--- Start of Selected excerpt ---
Terms of Service

Inlet e-Bill Delivery Subscription Service

 

BY USING THE SERVICE CLIENT IS AGREEING TO BE BOUND BY THIS AGREEMENT.   

This agreement is between Inlet LLC (“Inlet”) and the client named in the order (“Client”).

1.     Service.  Inlet shall make the service available to Client for the period specified in the order, subject to the terms and conditions in this agreement.

2.     Fees.

a. Generally. Client shall pay the fees specified in the order.  Except as otherwise provided, all fees are in United States dollars.

b.  Invoicing & Payment. Fees for the service will be invoiced in arrears in an electronic invoice to the email address provided by Client to Inlet in the order.  Client shall maintain accurate billing and contact information with Inlet.  Client shall remit payment to Inlet via ACH transactions.  All invoices are payable and due net thirty (30) days from the date of the invoice.

c.  Overdue Payments.  Any payment not received from Client within thirty (30) days after the due date may accrue, at Inlet’s discretion, late charges at the rate of one percent (1%) of the outstanding balance per month, or the maximum rate permitted by law, whichever is lower, from the date such payment was due until the date paid.

d.  Suspension of Service. If Client’s account is thirty (30) days or more overdue, in addition to any of its other rights or remedies, Inlet reserves the right to suspend the service, without liability to Client, until such amounts are paid in full.
--- End of Selected excerpt ---
--- Start of Supplied material ---
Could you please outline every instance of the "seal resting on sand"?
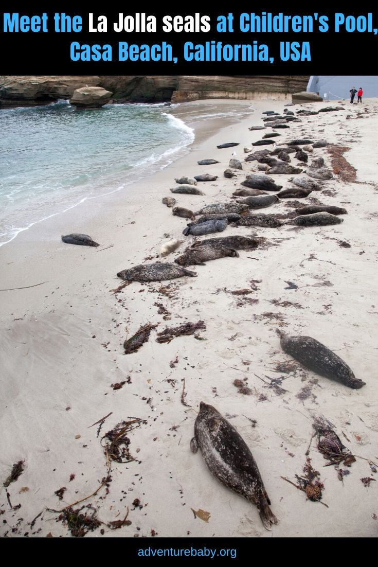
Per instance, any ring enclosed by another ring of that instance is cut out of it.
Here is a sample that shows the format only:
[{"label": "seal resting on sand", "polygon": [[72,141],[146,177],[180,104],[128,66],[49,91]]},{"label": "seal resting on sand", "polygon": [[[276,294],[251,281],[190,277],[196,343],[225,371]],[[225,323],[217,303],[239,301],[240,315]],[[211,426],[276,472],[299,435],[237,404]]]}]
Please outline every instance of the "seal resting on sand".
[{"label": "seal resting on sand", "polygon": [[176,217],[182,217],[183,218],[190,218],[191,221],[196,220],[196,216],[193,211],[184,207],[173,207],[172,213]]},{"label": "seal resting on sand", "polygon": [[99,246],[97,242],[92,240],[87,234],[66,234],[62,235],[62,240],[67,244],[78,244],[79,246]]},{"label": "seal resting on sand", "polygon": [[283,350],[310,370],[337,380],[349,388],[358,389],[366,384],[355,376],[337,354],[312,337],[288,337],[282,333]]},{"label": "seal resting on sand", "polygon": [[295,217],[287,224],[296,225],[297,226],[324,226],[325,225],[339,225],[343,222],[343,219],[329,213],[314,213]]},{"label": "seal resting on sand", "polygon": [[201,401],[194,424],[190,448],[199,447],[211,472],[222,484],[257,506],[266,530],[278,521],[270,508],[270,500],[256,462],[236,430],[212,405]]},{"label": "seal resting on sand", "polygon": [[175,280],[183,276],[196,278],[195,272],[190,272],[176,264],[155,262],[155,264],[141,264],[126,270],[122,270],[117,277],[128,281],[160,282],[162,280]]},{"label": "seal resting on sand", "polygon": [[233,248],[222,244],[207,244],[198,248],[189,248],[176,258],[175,261],[180,266],[191,266],[192,264],[204,266],[205,263],[209,260],[225,258],[228,256],[239,258],[239,254]]}]

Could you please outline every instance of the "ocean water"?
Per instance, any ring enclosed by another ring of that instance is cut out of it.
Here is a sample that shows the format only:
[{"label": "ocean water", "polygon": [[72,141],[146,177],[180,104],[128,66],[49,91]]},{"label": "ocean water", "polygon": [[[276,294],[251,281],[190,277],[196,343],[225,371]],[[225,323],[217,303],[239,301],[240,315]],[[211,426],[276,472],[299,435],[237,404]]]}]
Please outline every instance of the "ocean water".
[{"label": "ocean water", "polygon": [[231,105],[204,110],[200,102],[83,111],[66,101],[1,111],[0,246],[36,223],[127,191],[166,167],[188,151],[191,125],[253,112],[248,104],[236,113]]}]

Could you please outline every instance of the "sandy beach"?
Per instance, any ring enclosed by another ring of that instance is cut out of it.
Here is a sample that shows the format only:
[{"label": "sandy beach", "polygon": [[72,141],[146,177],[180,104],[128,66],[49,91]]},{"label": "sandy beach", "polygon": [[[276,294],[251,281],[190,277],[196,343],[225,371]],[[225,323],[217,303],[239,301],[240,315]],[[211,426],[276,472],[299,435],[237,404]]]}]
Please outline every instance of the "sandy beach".
[{"label": "sandy beach", "polygon": [[[182,175],[218,176],[198,181],[204,196],[175,196],[178,205],[195,212],[230,201],[247,174],[264,174],[256,161],[244,160],[243,149],[271,129],[248,128],[263,124],[264,111],[283,112],[286,102],[250,101],[254,112],[247,117],[235,120],[231,113],[199,122],[189,151],[165,169],[36,224],[0,248],[2,483],[12,465],[23,462],[19,477],[0,492],[0,535],[70,536],[59,518],[70,505],[75,510],[90,505],[82,513],[103,522],[87,538],[377,535],[378,100],[366,99],[359,106],[344,101],[344,110],[300,117],[301,122],[277,130],[277,143],[309,138],[350,149],[344,157],[356,170],[356,181],[346,182],[342,171],[334,172],[321,191],[299,200],[345,208],[341,224],[230,225],[222,233],[184,236],[187,219],[162,204]],[[246,101],[185,103],[174,112],[185,120],[198,104],[205,114],[207,105],[236,111]],[[239,145],[216,148],[232,142]],[[254,149],[264,148],[272,147]],[[243,170],[226,179],[233,152]],[[294,156],[291,164],[305,170]],[[309,163],[318,157],[331,167],[327,147],[309,153]],[[210,158],[220,163],[197,164]],[[271,176],[284,189],[294,187],[292,175]],[[294,210],[288,201],[294,200],[281,199],[257,212],[284,220]],[[70,232],[90,234],[100,246],[66,244],[61,235]],[[253,250],[239,250],[239,257],[188,266],[196,278],[134,282],[112,291],[122,283],[117,272],[160,260],[167,240],[184,241],[163,260],[173,262],[196,240],[230,235],[266,240]],[[249,293],[231,293],[240,290]],[[167,327],[198,321],[206,330],[196,335],[156,341]],[[125,355],[125,340],[148,323],[158,327],[148,341]],[[366,385],[353,390],[306,369],[283,352],[277,331],[317,339]],[[248,394],[240,393],[235,380],[243,381]],[[116,384],[121,387],[114,390]],[[226,417],[250,449],[279,522],[271,531],[256,506],[221,485],[200,451],[191,452],[201,401]],[[107,458],[110,437],[104,436],[135,420],[140,421],[127,430],[134,460],[117,462],[109,451]],[[332,427],[356,456],[351,466],[340,465],[346,473],[325,466],[329,462],[317,438],[311,441],[317,420]],[[320,501],[310,501],[282,478],[295,484],[296,475],[305,476],[309,443],[311,464],[324,485]],[[361,480],[368,478],[373,480]]]}]

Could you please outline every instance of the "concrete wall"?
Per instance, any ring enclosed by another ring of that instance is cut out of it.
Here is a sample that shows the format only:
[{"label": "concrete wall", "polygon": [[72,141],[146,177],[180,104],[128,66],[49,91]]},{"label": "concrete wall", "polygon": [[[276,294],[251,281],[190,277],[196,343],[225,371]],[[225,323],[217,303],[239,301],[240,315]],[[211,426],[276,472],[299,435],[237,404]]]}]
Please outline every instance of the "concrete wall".
[{"label": "concrete wall", "polygon": [[325,100],[337,100],[349,98],[352,87],[357,90],[362,87],[363,99],[364,97],[378,97],[378,75],[312,75],[307,91],[318,93]]}]

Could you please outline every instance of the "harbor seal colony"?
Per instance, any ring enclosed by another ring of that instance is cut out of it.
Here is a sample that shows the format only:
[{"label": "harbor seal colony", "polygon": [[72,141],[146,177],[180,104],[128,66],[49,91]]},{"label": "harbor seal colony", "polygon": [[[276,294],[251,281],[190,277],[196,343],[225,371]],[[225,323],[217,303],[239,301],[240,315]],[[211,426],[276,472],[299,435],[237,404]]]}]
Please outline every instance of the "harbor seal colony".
--- End of Supplied material ---
### Task instructions
**a)** Under the terms of service, how soon after the invoice date are invoices due?
**b)** Please find every line of the records that contains the string "ocean", and copy each such line.

### Results for the exercise
**a)** Invoices are due net thirty (30) days from the date of the invoice.

**b)**
Could you please outline every instance of the "ocean water"?
[{"label": "ocean water", "polygon": [[72,141],[146,177],[180,104],[128,66],[49,91]]},{"label": "ocean water", "polygon": [[[276,294],[251,281],[190,277],[196,343],[225,371]],[[225,323],[217,303],[239,301],[240,315]],[[211,426],[276,472],[299,435],[237,404]]]}]
Please outline every instance of the "ocean water".
[{"label": "ocean water", "polygon": [[231,105],[204,110],[200,102],[83,111],[66,101],[1,111],[0,246],[36,223],[127,191],[166,167],[188,151],[191,125],[253,112],[248,104],[236,113]]}]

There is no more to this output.